Render the data between the line containing "Flag the white" and the line containing "[[449, 29, 512, 51]]", inclusive, as a Markdown table with columns n and Line, omitting blank lines.
═══ Records provided ═══
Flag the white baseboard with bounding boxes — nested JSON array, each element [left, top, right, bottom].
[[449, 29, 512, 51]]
═══
═══ Records provided ═══
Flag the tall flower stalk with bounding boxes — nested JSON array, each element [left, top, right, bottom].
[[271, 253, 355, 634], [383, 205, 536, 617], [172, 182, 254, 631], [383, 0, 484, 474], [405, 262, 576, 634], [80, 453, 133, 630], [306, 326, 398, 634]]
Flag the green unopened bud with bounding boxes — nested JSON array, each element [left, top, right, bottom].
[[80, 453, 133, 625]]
═══
═══ Records provided ═══
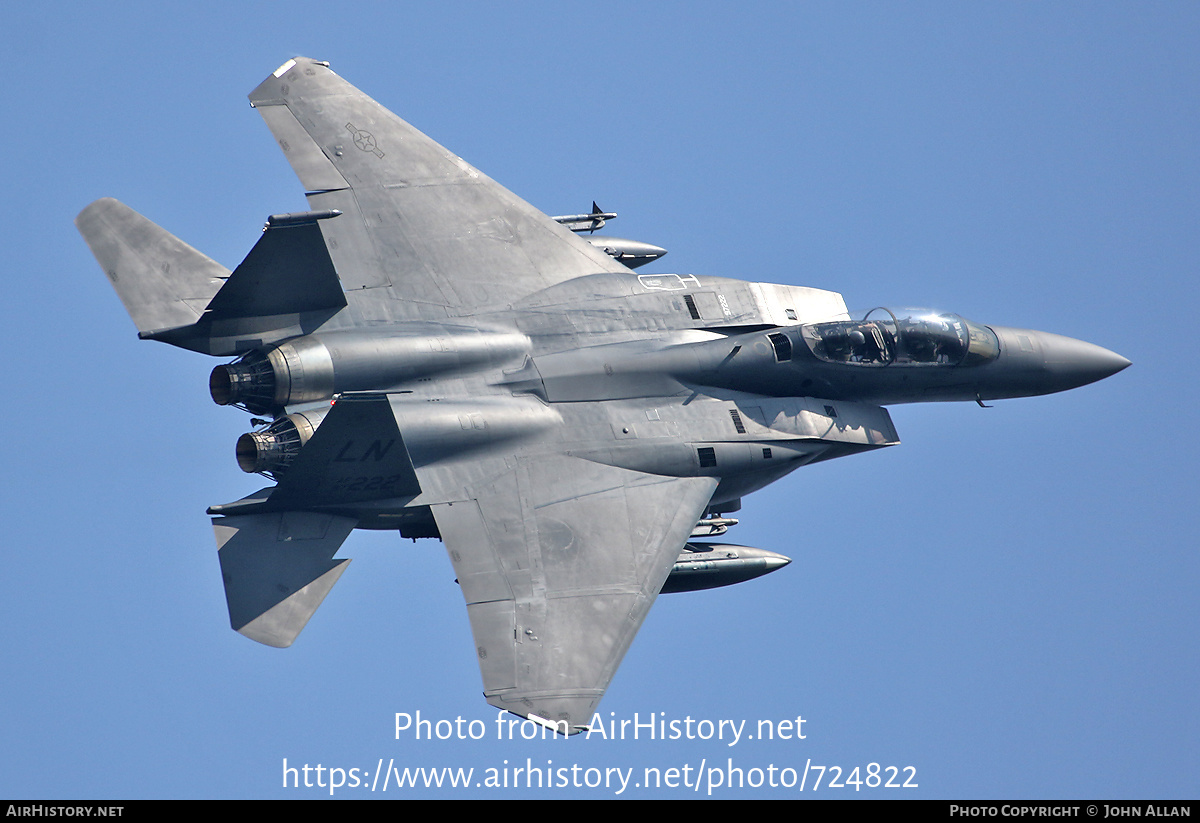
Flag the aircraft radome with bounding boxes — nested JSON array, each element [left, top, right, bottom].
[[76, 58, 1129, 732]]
═══
Task result |
| n | Line |
|---|---|
| 1 | Flag the white baseboard with bounding boxes — nested JSON array, each element [left, top, right, bottom]. |
| 2 | [[449, 29, 512, 51]] |